* **Given passage**

********************

Experimental drugs and other treatments may be prescribed for patients who are not informed that the full effects of their treatment are not known and who are not asked for their consent to take part in an experiment. Such patients are generally those who can be most easily pressured into accepting unknown and in some cases unwanted treatments, such as the poor and uneducated. Reports of unethical experimentation have been made particularly with regard to contraceptive methods and methods of induced abortion.
IG Farben, Germany's largest chemical cartel, participated in the operation of the Auschwitz concentration camp. Survivors allege that the chemical cartel conducted lethal experiments on the prisoners. The manner in which chemical cartel officials allegedly availed themselves of state permission to conduct unethical experiments on unwilling human subjects brings into question the role of the state in authorizing ongoing experimentation on the public, e.g. state-sponsored determinations of "acceptable levels" of human deaths and illnesses from exposure to "acceptable doses" of chemical contaminants.
In 1996, the US government permitted researchers to include patients in medical experiments without requiring their consent. The patients must have a life-threatening condition, be unable to indicate whether they wish to be part of a study, and have no relatives whom it is possible to ask for consent. The experiments must be approved by the Food and Drug Administration.

********************

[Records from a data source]
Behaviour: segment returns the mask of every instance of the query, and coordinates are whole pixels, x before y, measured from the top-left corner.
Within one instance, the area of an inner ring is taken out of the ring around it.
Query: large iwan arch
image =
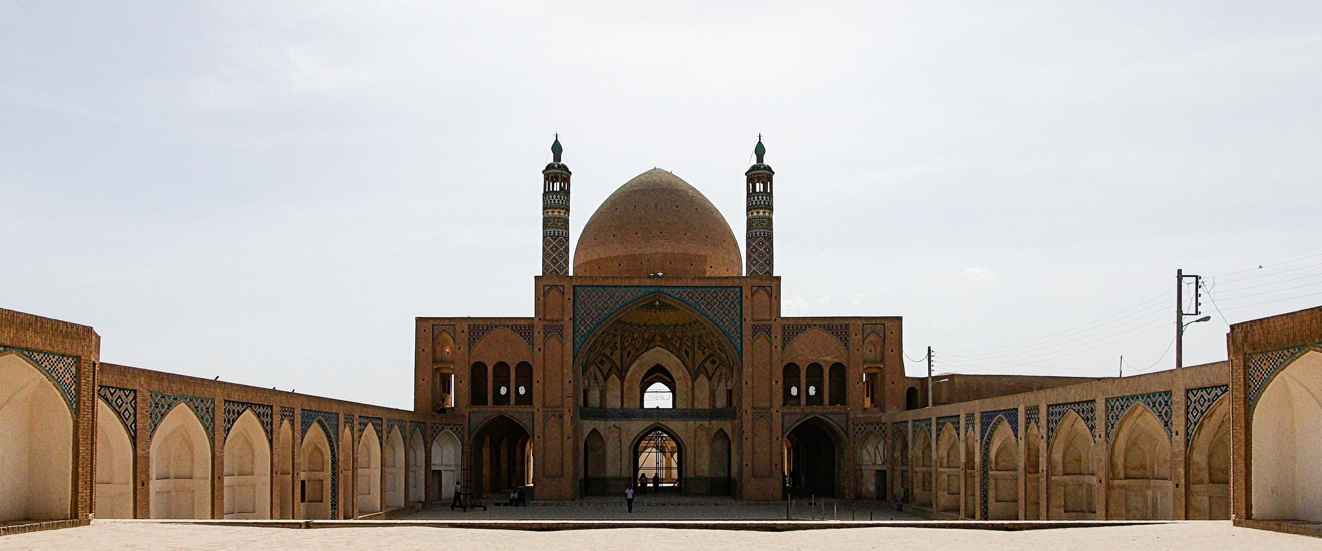
[[[50,378],[19,354],[0,355],[0,522],[73,515],[73,433]]]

********************

* **What is required**
Continue the text on unethical human experimentation from its final sentence.

* **Reply**
The now infamous Tuskegee syphilis experiment in Alabama, was conducted on around 600 poor rural black men by the US Public Health Service. The experiments begun in 1932, and continued for 40 years, until the news finally broke in 1972 in the national press.
All but one of eighteen hospital patients knew they were being injected with low-level plutonium by US government researchers after the element was first produced by the Manhatten Project in the 1940s.
Permission to experiment on people without their consent reopens the door to Nazi Germany style experiments and involves repealing one of the Nuremburg Code principles.
Doctors claim that the severely injured patients in these studies would want to receive the test medical treatments if they could only talk, as the treatments usually represent the only remaining way to prolong their life.